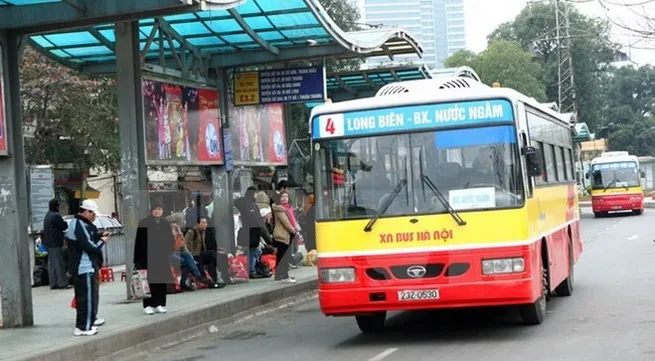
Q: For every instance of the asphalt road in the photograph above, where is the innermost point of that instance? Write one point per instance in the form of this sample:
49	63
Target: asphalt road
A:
611	316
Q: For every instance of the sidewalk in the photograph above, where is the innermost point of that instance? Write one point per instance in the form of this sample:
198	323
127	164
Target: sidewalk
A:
52	337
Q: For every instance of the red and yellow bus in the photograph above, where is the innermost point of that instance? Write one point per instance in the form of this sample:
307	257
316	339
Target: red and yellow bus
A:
616	184
436	198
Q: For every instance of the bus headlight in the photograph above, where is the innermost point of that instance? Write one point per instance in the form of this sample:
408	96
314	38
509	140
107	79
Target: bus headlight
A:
503	266
337	275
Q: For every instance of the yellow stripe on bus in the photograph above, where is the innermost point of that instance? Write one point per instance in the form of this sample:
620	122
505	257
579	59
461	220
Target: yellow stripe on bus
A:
600	192
547	210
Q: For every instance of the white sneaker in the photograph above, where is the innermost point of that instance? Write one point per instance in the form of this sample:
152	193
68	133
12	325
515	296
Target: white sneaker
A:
79	332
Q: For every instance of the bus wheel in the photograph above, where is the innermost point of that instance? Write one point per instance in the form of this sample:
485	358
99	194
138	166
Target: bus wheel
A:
371	323
534	313
566	287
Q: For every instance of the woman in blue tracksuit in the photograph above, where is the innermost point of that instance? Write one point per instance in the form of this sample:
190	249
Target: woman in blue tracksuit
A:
85	249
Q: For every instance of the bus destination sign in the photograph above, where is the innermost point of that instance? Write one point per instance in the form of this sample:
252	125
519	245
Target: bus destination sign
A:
408	118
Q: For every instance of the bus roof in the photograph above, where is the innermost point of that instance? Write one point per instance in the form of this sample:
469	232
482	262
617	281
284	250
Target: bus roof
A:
428	92
615	159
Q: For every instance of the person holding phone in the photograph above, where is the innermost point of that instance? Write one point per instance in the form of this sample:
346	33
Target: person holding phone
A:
85	249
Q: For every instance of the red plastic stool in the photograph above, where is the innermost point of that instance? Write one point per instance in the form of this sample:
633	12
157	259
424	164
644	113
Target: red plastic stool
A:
106	274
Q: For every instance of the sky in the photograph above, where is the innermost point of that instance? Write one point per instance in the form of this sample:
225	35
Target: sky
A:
483	16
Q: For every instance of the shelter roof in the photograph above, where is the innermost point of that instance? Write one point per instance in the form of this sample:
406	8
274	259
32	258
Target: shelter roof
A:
254	32
370	80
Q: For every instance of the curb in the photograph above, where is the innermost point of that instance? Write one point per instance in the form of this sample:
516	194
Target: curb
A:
180	328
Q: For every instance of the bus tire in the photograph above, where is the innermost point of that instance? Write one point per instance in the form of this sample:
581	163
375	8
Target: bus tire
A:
373	323
566	287
534	313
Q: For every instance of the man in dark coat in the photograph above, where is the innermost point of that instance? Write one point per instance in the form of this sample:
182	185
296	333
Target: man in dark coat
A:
153	248
53	228
253	228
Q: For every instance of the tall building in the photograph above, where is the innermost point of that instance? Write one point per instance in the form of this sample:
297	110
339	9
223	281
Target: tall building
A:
437	24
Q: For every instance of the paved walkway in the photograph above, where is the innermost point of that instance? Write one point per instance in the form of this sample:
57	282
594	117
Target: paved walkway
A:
51	339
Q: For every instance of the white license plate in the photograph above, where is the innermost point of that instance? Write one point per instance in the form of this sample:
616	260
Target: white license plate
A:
418	295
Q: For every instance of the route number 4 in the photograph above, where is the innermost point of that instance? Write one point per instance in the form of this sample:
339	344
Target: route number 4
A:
329	126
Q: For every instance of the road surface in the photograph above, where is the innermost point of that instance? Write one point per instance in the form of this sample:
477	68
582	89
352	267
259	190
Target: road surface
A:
611	316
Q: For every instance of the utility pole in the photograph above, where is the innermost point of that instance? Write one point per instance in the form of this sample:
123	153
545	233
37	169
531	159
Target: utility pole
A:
566	94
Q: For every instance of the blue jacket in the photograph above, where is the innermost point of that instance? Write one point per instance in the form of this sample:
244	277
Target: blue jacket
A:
84	246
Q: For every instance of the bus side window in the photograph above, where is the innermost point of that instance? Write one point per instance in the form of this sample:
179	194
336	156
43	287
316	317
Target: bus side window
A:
524	143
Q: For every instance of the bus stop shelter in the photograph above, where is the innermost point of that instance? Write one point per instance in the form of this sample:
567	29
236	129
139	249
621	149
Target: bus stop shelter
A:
195	40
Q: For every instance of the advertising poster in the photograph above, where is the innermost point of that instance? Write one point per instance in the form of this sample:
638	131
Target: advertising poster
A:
182	124
209	142
258	135
3	115
277	152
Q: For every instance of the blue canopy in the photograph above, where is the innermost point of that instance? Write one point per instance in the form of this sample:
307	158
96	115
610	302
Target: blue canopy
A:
244	33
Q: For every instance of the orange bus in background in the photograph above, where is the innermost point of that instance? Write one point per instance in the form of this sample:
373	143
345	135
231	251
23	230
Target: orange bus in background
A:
616	183
443	198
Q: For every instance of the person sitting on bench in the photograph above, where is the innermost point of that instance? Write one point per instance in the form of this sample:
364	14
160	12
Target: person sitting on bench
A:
207	258
187	262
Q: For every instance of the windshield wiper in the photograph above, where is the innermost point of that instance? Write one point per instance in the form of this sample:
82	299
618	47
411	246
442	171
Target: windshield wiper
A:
443	200
384	206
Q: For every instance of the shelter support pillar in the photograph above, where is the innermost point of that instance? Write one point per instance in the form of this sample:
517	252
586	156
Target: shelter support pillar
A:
15	283
223	216
134	182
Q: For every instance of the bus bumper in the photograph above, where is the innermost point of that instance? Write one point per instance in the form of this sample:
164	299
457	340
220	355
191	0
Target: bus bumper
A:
361	301
471	289
624	202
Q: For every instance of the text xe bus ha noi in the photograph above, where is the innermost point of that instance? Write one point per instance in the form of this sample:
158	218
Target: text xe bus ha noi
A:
443	199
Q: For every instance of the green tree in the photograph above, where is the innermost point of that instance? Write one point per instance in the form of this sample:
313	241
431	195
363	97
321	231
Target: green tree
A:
346	16
630	106
592	51
461	58
75	115
507	63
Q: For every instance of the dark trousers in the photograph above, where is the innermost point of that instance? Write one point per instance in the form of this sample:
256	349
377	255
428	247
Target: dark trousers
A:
208	259
86	293
96	295
281	260
57	268
157	296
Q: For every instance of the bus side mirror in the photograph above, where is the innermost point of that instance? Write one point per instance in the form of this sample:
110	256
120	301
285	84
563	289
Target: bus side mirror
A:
533	161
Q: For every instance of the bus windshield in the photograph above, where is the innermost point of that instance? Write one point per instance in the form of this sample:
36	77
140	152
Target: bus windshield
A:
474	168
615	175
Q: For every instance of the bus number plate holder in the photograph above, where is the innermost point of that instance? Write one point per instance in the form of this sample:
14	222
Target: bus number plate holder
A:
419	295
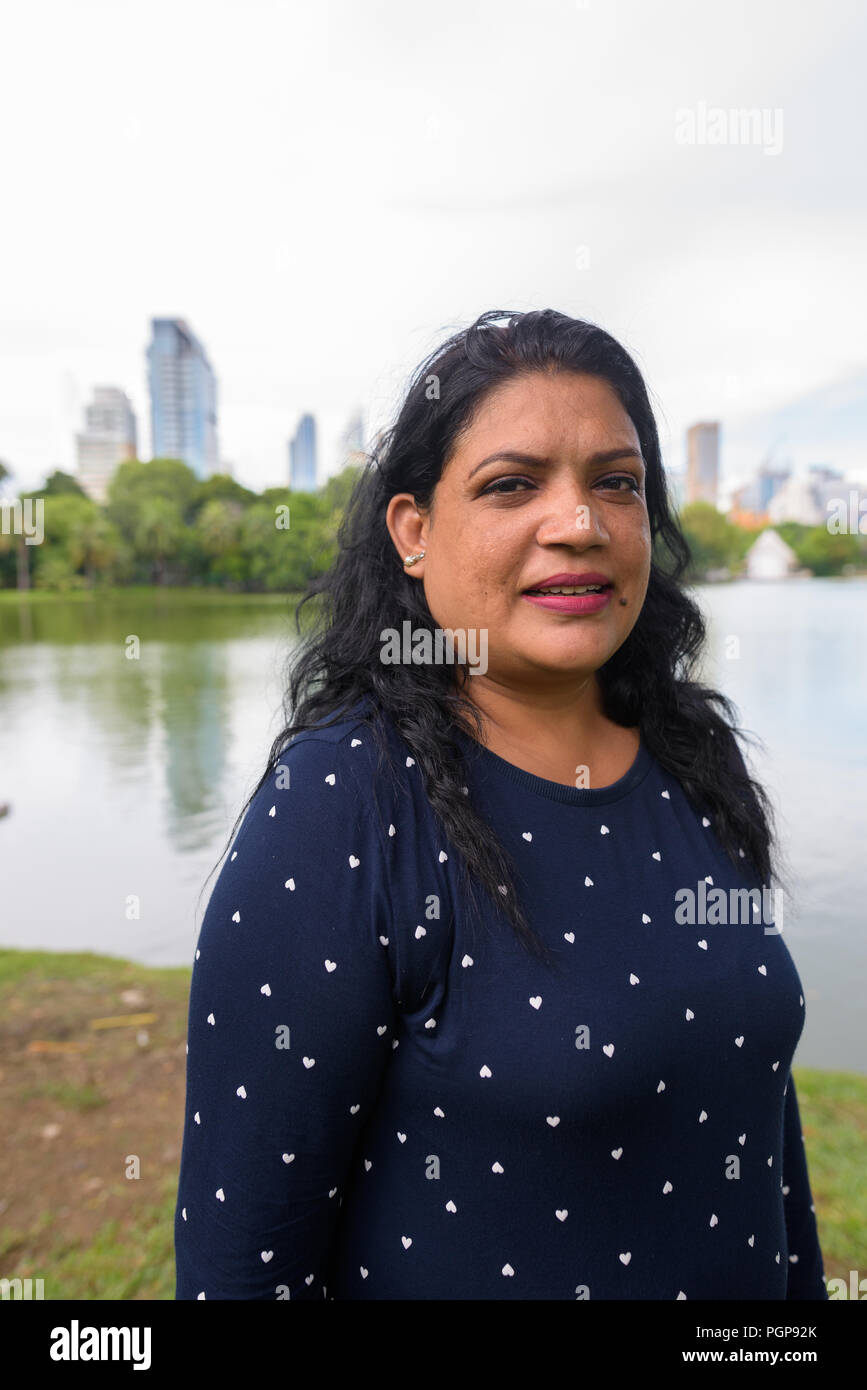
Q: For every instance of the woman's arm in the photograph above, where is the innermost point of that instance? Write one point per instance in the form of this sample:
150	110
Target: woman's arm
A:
=-=-=-=-=
## PROBLEM
Copy all of the data above word for word, leaving out the pictures.

## EXERCISE RESPONSE
Q: For every instance of the asphalt road in the photograph above, where is the innermost point of that instance? Write one point per instance in the form of this sample:
49	63
Target: asphalt road
A:
611	316
Q: For every instance of the sidewalk in the photograph above, where is the innermost point of that instance? Write one point per instance in the form of this sample:
198	323
127	164
Target: sidewalk
A:
52	337
Q: For every instance of the red and yellow bus in the photograph above, where is the innermost point of that instance? Write one point per instance in the form of this sample:
307	257
316	339
Target: red and yellow bus
A:
616	184
436	198
Q: For every instance of the bus headlight in the photograph above, where is the innermost point of that instance? Write one point per instance in the form of this sample:
408	96
314	38
509	140
107	79
Target: bus headlight
A:
503	266
337	275
Q: For every instance of the yellow stripe on bus in the photograph above, where is the innermost point of that instance? Write one point per instance in the form of this sample:
620	122
505	257
579	59
461	220
Target: yellow stripe on bus
A:
600	192
547	210
Q: For every instance of the white sneaker in the photograph above, where is the innermost point of that instance? Write one point per instance in the form of this sample:
152	193
68	133
12	325
515	296
Target: white sneaker
A:
79	332
Q: For every instance of the bus wheel in the photograph above, where is the innermost point of that instance? Write one point per instance in the form of this sample:
485	358
99	194
138	166
Target: bus wheel
A:
371	323
534	313
566	287
Q: For every instance of the woman in blue tracksuit in the photograph above, where is the innermost point of that instance? Write one point per instance in the form of this sample:
190	249
Target: woman in blue tracksuit
A:
85	249
Q: For every instance of the bus destination sign in the photograph above, where is the innermost point of that instance? Write one point per instance in the form of this sample:
252	125
519	245
Target: bus destination sign
A:
408	118
Q: For every instance of the bus roof in the photograph above, where is the innermost point of that instance? Write one point per instance in the form of this sample:
469	232
482	262
617	281
284	250
Target: bus roof
A:
428	92
615	159
Q: For every instance of the person holding phone in the photograph above, where is the innermost point of that instance? Write one point per instance in the form of this sample:
346	33
Target: person holding phone
A:
85	249
Q: For every instance of the red plastic stool in the photograph above, where is the innermost point of that instance? Write one point per instance in the form of this sample:
633	12
157	259
424	164
644	113
Target: red plastic stool
A:
106	274
Q: For every instance of the sky in the photograph above, where is the innermost point of that instance? Write one point per instance in the form of this sample:
225	35
Target: sky
A:
483	16
Q: For every instance of the shelter roof in the photograph above, where is the innermost point of that instance? Write one point per instance in the form of this sample:
406	8
274	259
32	258
Target: shelter roof
A:
254	32
370	80
Q: For every instance of the curb in the photograph above, where is the innermost point of that instance? Write one point per instance in the form of this sample:
516	194
Target: curb
A:
180	328
Q: For every instance of the bus tire in the photograph above, where is the innermost point of that instance? Write one point per instance in the form of this sample:
581	163
375	8
Target: bus tire
A:
373	323
566	287
534	313
Q: For every instance of the man in dark coat in the photograph above, where is the innermost point of that instance? Write one point per instance in the form of this sample:
182	185
296	333
Target: man in dark coat
A:
153	248
53	228
253	228
Q: For every instance of the tall building in the photograph above, where is the innermost point of that instance? Write one point per instance in the form of this sample:
297	110
339	9
223	281
Target: tall building
A:
437	24
Q: For every instance of the paved walkway in the photograph above, where is the innermost point of that instance? Write one point per instance in the form of this sample:
57	282
594	117
Target: paved walkway
A:
51	339
Q: For every instance of the white license plate in the photograph above, where is the innermost point of that instance? Write one point per instance in the form of this sample:
616	260
Target: white license plate
A:
418	295
Q: For every instance of the route number 4 in the photograph above, where is the innermost point of that instance? Write one point per instance in the form of this sample:
339	344
Target: route number 4
A:
329	126
Q: For every instance of the road surface in the photograph above, where is the innermost point of that instance? Write one point per instance in the form of this sample:
477	68
582	89
352	267
259	190
Target: road surface
A:
611	316
Q: For every instance of the utility pole in the photograph above, where is the innermost point of that instance? Write one point per instance in the form of this sample:
123	153
545	233
37	169
531	159
Target: utility pole
A:
566	94
Q: For every instance of the blue jacket in the photograph above, where is the innermost point of that instance? Write one point per instance in the form of this sample:
244	277
Target: blue jacket
A:
84	246
Q: For every instance of the bus side window in the photograph above, where is the innermost point of that instance? Write one point per instance in the form of this sample:
179	194
336	156
43	287
316	317
Target: bus side window
A:
524	143
Q: For every instance of the bus stop shelter in the photograph above, where is the innermost point of that instance? Write one point per instance in the form of this sample:
567	29
236	129
139	249
621	149
Target: bus stop shelter
A:
195	40
Q: For every instance of the advertising poster in the photograph above, where is the innermost point of that instance? Write one point per instance in the form of this sample:
638	131
Target: advertising poster
A:
182	124
209	142
258	135
3	115
277	152
Q: For every instance of the blue canopy in the photograph above, where is the innermost point of that instance? Write one point per instance in the form of this sample:
307	158
96	115
610	302
Target: blue canopy
A:
244	33
Q: For every instance of the orange bus in background in the photograph above, where is the innermost point of that instance? Write one point per instance in the form of this sample:
373	143
345	135
231	251
23	230
Target: orange bus in background
A:
616	183
443	198
Q: For every instance of the person sitting on bench in the photograph above, where is the innermost point of that instance? Write one point per instance in the form of this sample:
364	14
160	12
Target: person sitting on bench
A:
207	258
187	262
Q: For every instance of the windshield wiper in the photograph above, where is the innermost point of that instance? Write one point per instance in the form of this sample:
82	299
618	47
411	246
442	171
Target: windshield wiper
A:
443	200
384	206
Q: For every instance of the shelter support pillar in the photograph above, where is the innermost point of that instance? Write one point per instance in the form of this sample:
517	252
586	156
Target: shelter support pillar
A:
15	283
223	216
134	182
Q: For every instance of the bus bumper in the photograph above, where is the innermost point of that instance? Write one point per instance in the form of this sample:
164	299
457	340
220	355
191	0
Target: bus bumper
A:
361	301
471	289
624	202
Q: For every instance of the text xe bus ha noi in the photograph above, where is the innermost point of that instance? Write one point per instance in the form of this sample:
158	218
Target: text xe bus ha noi
A:
443	199
Q: For every instance of the green tree in the photograph above, where is the innermost point of that instance? Write one point per instance in the form of this sample:
313	241
431	195
363	97
321	231
Target: green tree
A:
346	16
630	106
592	51
461	58
75	115
507	63
Q: For every instance of the dark trousers in the photograph above, where is the innermost point of that instance? Write one point per instance in the form of this sample:
256	349
377	255
428	247
Target: dark trousers
A:
208	259
86	293
96	295
281	260
57	268
157	296
Q: For every instance of the bus side mirror in the photograph above, where is the innermost point of that instance? Write one point per instance in the form of this sample:
110	256
120	301
285	84
563	289
Target: bus side mirror
A:
533	161
Q: For every instance of the bus windshield in the photograph above, where is the innermost point of that instance? Write one point per instance in the form of this sample:
36	77
140	152
Target: bus windshield
A:
474	168
615	175
Q: For every instance of the bus number plate holder in the photograph above, where is the innermost point of that instance? Write one point per instance in the form of this sample:
14	222
Target: bus number plate holder
A:
419	295
Q: For every instance of the woman's arm in the photograph above, where is the innermost point of that instance? Write one point per instance in the form of this sample:
150	110
Target: woman's arm
A:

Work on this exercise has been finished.